• _SHORT TASK_:
Rename "green fern leaf" to "green fern frond" everywhere in the listing from the line containing "task: outline the green fern leaf" down to the line containing "M761 349L759 333L769", and give back only those lines with all else unchanged.

Listing of labeled area outlines:
********************
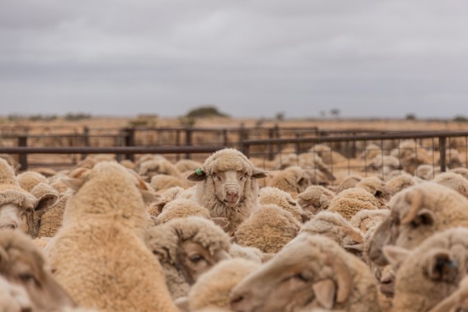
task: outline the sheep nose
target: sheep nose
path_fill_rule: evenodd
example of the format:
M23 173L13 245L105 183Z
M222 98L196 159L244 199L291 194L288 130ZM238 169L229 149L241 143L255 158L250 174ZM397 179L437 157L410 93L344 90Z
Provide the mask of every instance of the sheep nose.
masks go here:
M237 198L239 197L239 193L237 191L227 191L226 192L226 198L227 198L227 200L229 202L234 202L235 201Z
M231 296L231 309L235 312L245 312L248 311L248 293L233 294Z

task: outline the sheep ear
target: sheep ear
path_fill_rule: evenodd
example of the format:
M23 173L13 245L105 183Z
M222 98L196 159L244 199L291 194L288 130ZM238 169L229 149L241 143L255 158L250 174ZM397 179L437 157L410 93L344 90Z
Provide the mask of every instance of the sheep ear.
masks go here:
M34 210L45 212L46 210L53 206L57 202L57 200L58 200L57 195L52 193L45 194L40 198Z
M268 171L266 170L261 170L258 168L254 168L254 170L252 172L252 177L254 179L261 179L268 176Z
M139 191L140 193L141 193L143 201L145 202L146 205L154 202L159 198L159 196L153 191L141 189Z
M301 212L301 218L302 218L302 223L305 223L312 218L313 214L311 211L304 211Z
M229 225L229 220L223 217L213 217L211 218L211 221L214 223L216 225L219 225L222 229L225 229Z
M317 301L327 309L333 309L336 293L335 283L331 279L325 279L315 283L312 286Z
M84 177L60 177L60 180L69 188L73 191L79 190L83 186L86 180Z
M161 224L161 222L159 221L159 219L158 219L155 216L151 216L150 218L151 218L151 220L153 220L153 222L155 223L155 226L157 226L157 225Z
M458 273L458 262L445 250L432 251L427 263L428 277L435 281L453 281Z
M401 247L387 245L382 249L383 255L392 266L398 265L405 261L410 251Z
M190 312L188 297L179 297L174 300L174 303L181 312Z
M207 173L198 168L187 177L187 180L191 182L200 182L205 180L207 177Z

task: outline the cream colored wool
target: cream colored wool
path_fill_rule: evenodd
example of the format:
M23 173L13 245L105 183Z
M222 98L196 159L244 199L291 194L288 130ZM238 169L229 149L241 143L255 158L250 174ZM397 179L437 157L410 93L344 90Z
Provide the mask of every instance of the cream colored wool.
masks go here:
M234 232L236 243L263 252L277 252L294 239L300 223L275 205L262 205Z
M403 173L396 177L394 177L387 181L387 189L390 191L390 195L393 196L400 191L415 185L416 180L408 173Z
M377 177L367 177L359 181L354 187L363 189L373 195L384 205L390 198L390 191L385 183Z
M172 187L186 189L188 184L178 177L167 175L155 175L151 177L151 187L157 192L161 192Z
M54 277L87 308L177 311L161 265L144 243L139 181L105 162L80 181L84 184L68 200L62 227L46 248Z
M305 212L291 196L276 187L266 187L260 189L259 200L261 205L276 205L279 208L291 212L300 223L302 223L303 218L305 218Z
M302 284L292 279L298 272L306 279ZM323 306L313 286L324 280L333 283L336 295L331 298L331 309L380 312L376 285L367 266L333 240L305 233L238 284L231 298L244 297L251 304L245 302L247 311L262 312L269 311L265 306L270 307L275 302L291 311ZM275 306L271 311L280 311L279 307Z
M40 198L47 194L54 194L57 196L60 195L53 187L44 182L36 184L31 191L31 193L34 195L36 198Z
M363 234L358 229L338 214L329 211L313 216L310 221L302 225L300 233L323 235L345 248L362 244L364 241Z
M329 211L336 212L349 220L364 209L378 209L382 204L374 196L363 189L348 189L333 198L328 207Z
M157 216L157 219L162 223L166 223L172 219L191 216L209 219L209 211L193 200L177 198L164 206L162 212Z
M192 159L180 159L175 163L175 168L180 172L193 172L197 168L202 168L203 164Z
M190 310L207 307L229 309L231 290L259 266L259 263L243 259L219 262L192 286L189 293Z
M39 183L49 184L49 180L42 174L34 171L26 171L17 177L21 187L25 191L31 192L34 187Z
M232 258L242 258L261 263L264 254L259 248L254 247L241 246L232 243L229 249L229 254Z
M311 185L297 196L297 203L314 214L327 210L336 193L321 185Z
M271 180L270 187L276 187L290 194L299 194L311 185L307 173L300 166L291 166L278 173Z
M157 257L166 275L166 281L173 298L187 296L190 289L176 263L180 244L186 241L198 243L212 256L224 250L227 252L229 239L220 227L206 219L191 216L173 219L153 227L146 234L146 245Z
M349 220L349 223L359 229L363 233L365 233L370 229L379 226L388 216L390 216L388 209L365 209L353 216Z
M340 183L337 191L338 193L340 193L345 189L356 187L356 184L357 184L361 180L363 180L362 177L358 175L349 176L346 179L343 180L341 183Z
M165 159L147 160L139 166L138 174L141 177L146 177L148 181L156 175L162 174L180 177L180 172L173 164Z
M211 217L226 218L229 225L225 231L231 233L259 208L259 184L257 179L252 177L256 168L252 162L239 150L225 148L207 158L201 169L206 173L207 177L184 193L192 196L191 191L194 191L192 199L207 208ZM230 207L217 198L211 177L215 171L244 171L246 173L244 189L241 190L241 198L235 207Z
M37 232L38 237L53 237L62 226L67 202L71 197L73 191L69 191L42 215Z
M434 182L455 190L468 198L468 180L461 175L445 172L435 177Z
M467 228L449 229L425 240L397 272L392 311L428 311L456 291L467 274Z

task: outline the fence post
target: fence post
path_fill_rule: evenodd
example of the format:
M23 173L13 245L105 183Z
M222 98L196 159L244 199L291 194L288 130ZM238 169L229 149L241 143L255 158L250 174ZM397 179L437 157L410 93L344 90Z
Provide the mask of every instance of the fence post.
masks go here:
M270 140L273 139L273 135L275 135L275 130L272 128L268 130L268 139ZM273 152L273 144L268 143L268 159L273 160L275 159L275 153Z
M127 128L125 129L125 146L135 146L135 129L134 128ZM132 153L125 153L125 157L127 159L133 162L135 155Z
M445 172L445 137L439 137L439 150L440 152L440 172Z
M83 127L83 145L86 147L89 146L89 128L87 125ZM87 155L87 154L81 154L81 159L84 159Z
M192 145L192 134L193 133L191 127L185 129L185 146L191 146ZM189 159L191 155L189 153L185 154L185 158Z
M28 137L26 135L18 137L18 146L28 146ZM18 162L21 165L19 170L22 171L28 170L28 154L18 154Z

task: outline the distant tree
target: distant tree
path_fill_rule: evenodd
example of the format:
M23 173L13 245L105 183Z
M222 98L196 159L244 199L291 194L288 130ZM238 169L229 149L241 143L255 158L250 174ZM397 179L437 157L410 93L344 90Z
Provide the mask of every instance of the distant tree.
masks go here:
M193 108L189 111L185 115L186 117L191 118L204 118L204 117L227 117L226 114L223 114L218 107L214 105L200 106Z
M413 113L408 114L405 117L406 120L416 120L416 114Z
M286 114L284 113L284 112L279 112L276 113L275 119L278 121L282 121L284 120L284 117L286 117Z
M335 118L338 118L340 116L340 110L338 108L332 108L330 110L330 116Z
M453 118L453 121L466 123L468 121L468 118L467 118L465 116L457 115Z

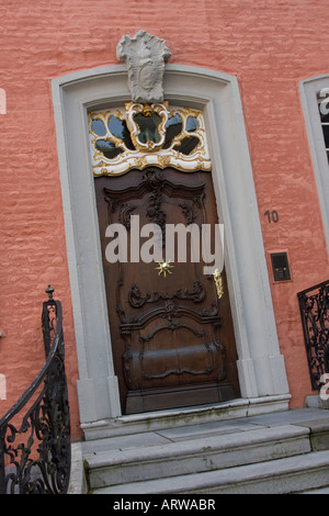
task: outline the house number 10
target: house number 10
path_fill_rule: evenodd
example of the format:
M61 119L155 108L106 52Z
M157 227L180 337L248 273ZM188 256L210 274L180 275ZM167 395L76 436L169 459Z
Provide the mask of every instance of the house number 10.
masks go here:
M271 222L279 222L279 213L276 210L272 210L271 212L270 210L266 210L264 215L268 217L270 224Z

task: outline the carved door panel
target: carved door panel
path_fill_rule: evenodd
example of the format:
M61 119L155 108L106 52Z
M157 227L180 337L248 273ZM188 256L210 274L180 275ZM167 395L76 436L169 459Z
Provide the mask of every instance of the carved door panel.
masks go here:
M174 260L166 277L159 274L157 262L131 261L132 215L139 215L140 228L149 223L161 228L163 258L166 224L201 227L218 222L211 173L132 170L120 177L95 178L95 192L123 413L237 397L237 357L225 273L225 294L218 300L213 277L204 274L202 256L194 262L188 251L186 261ZM106 227L115 223L127 231L127 262L110 263L105 256ZM140 237L140 247L148 239Z

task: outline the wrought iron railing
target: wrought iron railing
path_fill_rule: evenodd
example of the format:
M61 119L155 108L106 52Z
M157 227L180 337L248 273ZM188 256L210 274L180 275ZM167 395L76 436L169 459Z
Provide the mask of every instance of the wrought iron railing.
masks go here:
M43 304L46 361L0 419L0 494L65 494L70 475L70 415L61 304Z
M311 386L329 373L329 280L298 292Z

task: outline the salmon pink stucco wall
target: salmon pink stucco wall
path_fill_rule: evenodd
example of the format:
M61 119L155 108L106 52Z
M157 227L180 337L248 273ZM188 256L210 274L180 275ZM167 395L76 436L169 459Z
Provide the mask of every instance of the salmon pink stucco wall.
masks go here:
M0 2L0 373L7 400L43 363L48 283L64 307L72 435L80 436L78 364L50 80L115 65L123 34L166 40L170 63L238 78L264 249L287 250L292 281L269 274L292 407L311 393L296 293L329 278L328 254L298 82L329 72L320 0L45 0ZM279 222L269 223L265 211ZM257 317L257 314L254 314Z

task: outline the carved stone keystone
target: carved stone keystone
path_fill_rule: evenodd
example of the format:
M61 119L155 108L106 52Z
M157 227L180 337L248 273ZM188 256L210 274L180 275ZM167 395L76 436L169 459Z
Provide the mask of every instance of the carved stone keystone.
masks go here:
M171 52L164 40L139 31L134 37L124 35L117 44L116 57L128 70L128 87L133 102L163 101L164 61Z

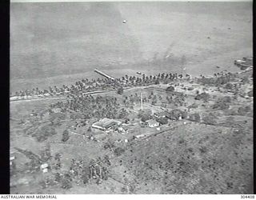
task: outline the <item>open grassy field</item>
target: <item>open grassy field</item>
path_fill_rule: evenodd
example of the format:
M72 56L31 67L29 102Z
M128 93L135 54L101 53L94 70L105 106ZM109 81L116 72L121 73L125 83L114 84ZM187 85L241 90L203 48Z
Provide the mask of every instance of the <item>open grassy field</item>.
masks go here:
M234 59L252 55L251 20L250 2L11 3L10 90L98 78L95 68L234 71Z
M252 70L199 77L241 72L251 20L250 2L11 3L11 92L102 78L95 68L192 74L10 102L11 194L252 193ZM143 122L162 110L167 122ZM94 128L103 118L122 124Z

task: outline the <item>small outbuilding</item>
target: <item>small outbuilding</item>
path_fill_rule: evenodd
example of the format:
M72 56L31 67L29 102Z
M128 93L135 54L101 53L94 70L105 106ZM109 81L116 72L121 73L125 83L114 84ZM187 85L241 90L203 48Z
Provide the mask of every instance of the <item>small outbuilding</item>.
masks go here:
M146 124L151 127L151 128L154 128L154 127L156 127L156 126L159 126L160 123L154 119L150 119L150 120L147 120L146 121Z
M110 118L103 118L94 123L91 126L95 129L99 129L102 130L110 130L114 126L118 126L122 124L122 122L110 119Z

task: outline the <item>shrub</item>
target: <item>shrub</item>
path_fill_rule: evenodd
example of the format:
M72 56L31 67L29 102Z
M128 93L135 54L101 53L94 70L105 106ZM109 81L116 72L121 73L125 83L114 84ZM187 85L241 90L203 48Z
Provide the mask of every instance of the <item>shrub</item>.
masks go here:
M250 106L241 106L238 108L238 114L239 115L246 115L248 112L250 112L251 111L251 109Z
M195 114L191 114L189 115L189 120L193 121L193 122L200 122L200 115L198 113Z
M57 132L54 127L44 126L38 129L38 130L32 136L35 137L38 142L43 142L46 140L49 137L56 134Z
M206 124L209 124L209 125L216 125L217 124L217 122L216 122L216 119L218 118L214 115L213 115L212 114L209 114L209 115L204 117L202 118L203 122L206 123Z
M125 152L125 150L121 148L121 147L118 147L114 150L114 153L117 155L119 156L121 155L123 152Z
M254 90L250 90L248 93L247 93L247 95L249 97L253 97L254 96Z
M69 131L67 130L65 130L63 131L63 134L62 134L62 142L66 142L69 138L70 138L70 134L69 134Z

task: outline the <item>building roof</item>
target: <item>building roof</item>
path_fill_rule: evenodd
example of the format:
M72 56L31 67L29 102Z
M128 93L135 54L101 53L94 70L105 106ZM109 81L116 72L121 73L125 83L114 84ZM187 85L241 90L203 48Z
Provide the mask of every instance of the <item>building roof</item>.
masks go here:
M159 122L158 122L157 121L154 120L154 119L149 119L146 120L146 122L147 122L149 125L153 125L153 124L158 124Z
M162 117L162 116L166 116L166 114L167 113L165 111L161 111L161 112L155 113L154 114Z
M110 118L102 118L102 119L100 119L98 122L96 122L95 123L94 123L93 126L101 126L102 128L106 129L113 124L120 125L121 123L122 122L118 120L110 119Z

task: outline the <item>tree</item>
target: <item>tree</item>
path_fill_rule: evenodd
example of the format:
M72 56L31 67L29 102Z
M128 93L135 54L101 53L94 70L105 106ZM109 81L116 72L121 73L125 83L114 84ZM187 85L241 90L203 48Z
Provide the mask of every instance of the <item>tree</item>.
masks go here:
M196 97L194 98L195 100L201 100L202 99L204 102L208 102L208 100L210 99L210 96L208 93L203 92L201 93L198 95L196 95Z
M68 131L67 130L65 130L63 131L63 134L62 134L62 142L66 142L69 138L70 138L69 131Z
M119 87L119 88L118 89L117 93L118 93L118 94L123 94L123 88L122 88L122 87Z
M141 118L142 122L152 118L151 110L150 109L140 110L138 114L138 118Z
M169 86L169 87L167 87L166 89L166 90L167 91L167 92L174 92L174 86Z
M191 114L189 115L189 119L193 122L200 122L200 115L198 113Z
M156 121L161 124L167 124L168 119L166 118L156 118Z

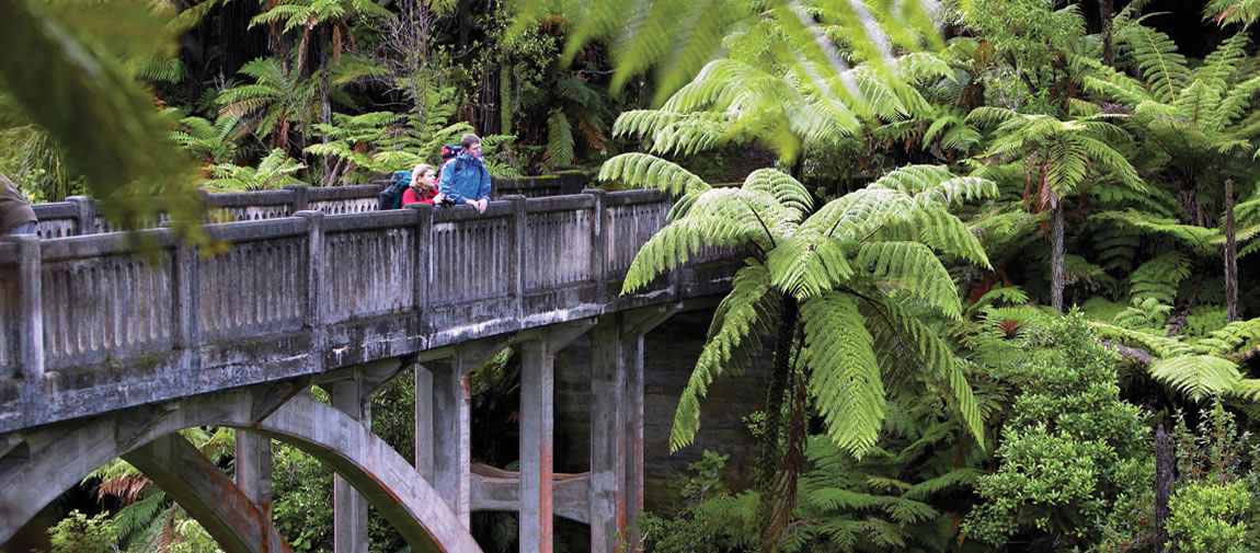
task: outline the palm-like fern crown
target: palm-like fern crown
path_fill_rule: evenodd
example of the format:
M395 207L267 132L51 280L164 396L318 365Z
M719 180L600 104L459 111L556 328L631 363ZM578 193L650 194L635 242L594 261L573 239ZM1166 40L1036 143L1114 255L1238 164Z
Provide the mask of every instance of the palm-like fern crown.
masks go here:
M1260 74L1246 55L1246 33L1226 39L1191 72L1167 34L1140 19L1121 23L1119 45L1131 55L1140 79L1075 57L1071 63L1086 91L1133 108L1135 120L1173 155L1252 149L1249 141L1260 131L1260 117L1247 108L1260 89Z
M1023 159L1029 183L1038 186L1038 205L1057 205L1058 198L1075 191L1089 176L1113 178L1145 191L1138 171L1113 145L1131 142L1129 134L1110 123L1118 116L1092 115L1062 121L1048 115L1017 113L997 107L978 107L968 122L997 127L987 155L999 161Z
M995 195L994 183L937 166L907 166L814 210L809 191L772 169L753 171L740 188L713 188L669 161L624 154L605 162L600 179L680 195L670 222L631 263L625 291L646 286L704 247L748 254L679 401L673 448L690 443L699 427L699 397L713 378L743 370L760 349L759 334L774 326L784 296L800 302L799 359L813 370L809 392L838 445L862 452L874 443L885 370L902 363L927 367L948 382L968 426L979 432L963 368L907 306L960 317L958 291L940 256L989 263L980 242L948 208Z

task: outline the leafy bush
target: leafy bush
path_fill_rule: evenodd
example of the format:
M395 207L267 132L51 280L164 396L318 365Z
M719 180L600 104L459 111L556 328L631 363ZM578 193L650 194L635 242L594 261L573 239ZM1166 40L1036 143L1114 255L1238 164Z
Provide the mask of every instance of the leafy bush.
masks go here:
M1045 349L1022 367L1028 384L1003 431L1000 465L976 482L982 503L964 532L990 544L1028 532L1082 548L1134 535L1150 520L1149 428L1120 401L1110 353L1080 312L1047 330Z

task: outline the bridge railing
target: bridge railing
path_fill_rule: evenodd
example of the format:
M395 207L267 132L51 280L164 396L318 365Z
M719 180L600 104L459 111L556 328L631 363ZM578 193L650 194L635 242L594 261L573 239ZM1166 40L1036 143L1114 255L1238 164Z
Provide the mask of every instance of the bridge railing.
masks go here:
M0 239L0 433L719 291L730 271L693 263L619 296L669 205L306 209L208 225L213 256L165 228L142 231L147 252L125 233Z
M519 179L491 179L491 198L519 194L529 198L577 194L590 180L577 171ZM287 185L284 190L239 193L210 193L204 195L209 208L208 223L276 219L292 217L301 210L323 212L329 215L364 213L377 209L381 185L306 186ZM66 238L72 236L116 232L118 228L100 217L97 203L88 197L71 197L66 202L37 204L40 238ZM165 214L147 227L156 228L166 222Z

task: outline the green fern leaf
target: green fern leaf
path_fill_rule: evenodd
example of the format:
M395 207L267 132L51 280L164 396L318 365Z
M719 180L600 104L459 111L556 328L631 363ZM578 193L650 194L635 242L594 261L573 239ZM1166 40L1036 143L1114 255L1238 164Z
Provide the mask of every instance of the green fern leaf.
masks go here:
M843 294L824 294L800 306L805 321L801 360L813 370L810 394L827 435L854 456L873 446L883 426L885 392L857 305Z
M1200 401L1228 392L1242 375L1234 362L1212 355L1182 355L1150 364L1150 375Z
M761 349L759 333L769 333L777 297L771 292L769 272L751 262L736 272L728 294L718 305L709 336L683 388L669 432L669 451L687 447L701 427L699 398L723 370L742 372Z

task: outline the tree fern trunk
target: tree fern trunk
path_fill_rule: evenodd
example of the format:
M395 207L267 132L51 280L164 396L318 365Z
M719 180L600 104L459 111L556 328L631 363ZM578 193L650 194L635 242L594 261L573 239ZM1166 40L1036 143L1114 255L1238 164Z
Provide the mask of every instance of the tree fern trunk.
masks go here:
M328 86L328 49L331 47L329 40L328 25L320 31L320 84L319 84L319 103L320 103L320 122L324 125L333 125L333 103L329 100L329 86ZM331 139L328 132L324 134L324 144L328 144ZM333 156L324 156L324 175L333 174ZM335 184L335 183L334 183Z
M1114 15L1113 0L1099 0L1099 19L1102 23L1102 63L1115 66L1115 49L1111 48L1111 15Z
M761 471L759 489L769 500L774 489L775 474L779 466L779 446L782 435L784 396L791 382L791 348L796 334L799 306L796 299L784 294L779 306L779 335L775 339L775 359L770 373L770 389L766 391L766 426L761 438L761 459L757 469Z
M1063 199L1058 199L1055 205L1055 227L1051 231L1053 242L1053 257L1051 259L1050 305L1056 311L1063 311Z
M1225 179L1225 306L1226 320L1239 320L1239 244L1234 236L1234 179Z

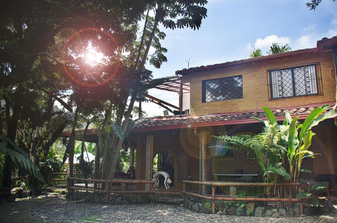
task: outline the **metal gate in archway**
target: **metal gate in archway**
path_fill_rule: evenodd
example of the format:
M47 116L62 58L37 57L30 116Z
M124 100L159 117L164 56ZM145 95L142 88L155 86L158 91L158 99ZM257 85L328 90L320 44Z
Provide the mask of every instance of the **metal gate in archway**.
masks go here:
M173 186L174 185L174 160L172 155L166 151L161 151L154 156L153 164L153 174L157 171L167 172L172 181L170 186ZM162 176L159 177L159 186L164 186L164 179Z

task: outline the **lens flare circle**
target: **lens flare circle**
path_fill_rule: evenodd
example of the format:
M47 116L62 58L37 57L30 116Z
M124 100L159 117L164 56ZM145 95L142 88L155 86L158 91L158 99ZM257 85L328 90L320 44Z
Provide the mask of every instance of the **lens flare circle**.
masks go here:
M69 70L68 69L68 67L67 67L67 65L65 64L65 50L67 49L67 46L69 45L70 42L71 41L71 40L75 37L75 36L79 35L80 33L82 33L86 31L88 31L88 30L92 30L94 31L95 31L98 33L99 33L103 35L105 35L108 37L113 41L114 43L115 44L115 45L116 46L116 48L118 48L119 46L118 43L117 43L117 41L115 38L113 37L108 32L102 30L100 29L97 29L97 28L95 28L94 27L89 27L88 28L85 28L85 29L82 29L79 30L78 31L75 32L69 38L69 39L68 40L67 42L66 42L65 44L64 44L63 46L63 49L62 50L62 65L63 67L63 69L64 69L65 71L66 74L67 75L70 79L76 83L80 85L82 85L85 87L86 87L88 88L94 88L95 87L99 87L99 86L101 86L104 84L105 84L110 80L112 79L112 78L118 72L118 70L119 69L119 68L120 67L121 62L120 60L118 60L118 61L117 65L116 67L116 68L115 69L114 72L113 72L110 75L109 78L105 80L104 81L102 82L99 83L97 83L97 84L86 84L85 83L82 83L80 81L78 80L77 80L75 78L74 76L71 74L70 72L69 71Z

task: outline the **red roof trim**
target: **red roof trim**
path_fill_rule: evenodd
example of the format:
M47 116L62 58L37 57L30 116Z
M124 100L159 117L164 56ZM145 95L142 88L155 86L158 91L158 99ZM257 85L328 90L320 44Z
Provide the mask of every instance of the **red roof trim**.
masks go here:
********************
• _TASK OUTPUT_:
task: outline the green fern frond
target: green fern frond
path_fill_rule: evenodd
example of the format:
M395 207L267 132L51 280L164 396L318 365Z
M719 180L600 104L459 111L556 328L631 363ZM578 193L650 194L635 242L594 261L573 239ZM1166 40L1036 143L1114 255L1238 164Z
Provide the mask of every instance of the green fern frond.
masks go here:
M843 294L824 294L800 306L805 321L801 360L813 370L810 394L827 435L854 456L873 446L883 426L885 392L857 305Z
M1200 401L1228 392L1242 375L1234 362L1212 355L1182 355L1150 364L1150 375Z
M761 349L759 333L769 333L777 297L771 292L769 272L751 262L736 272L728 294L718 305L709 336L683 388L669 432L669 451L687 447L701 427L699 398L723 370L742 372Z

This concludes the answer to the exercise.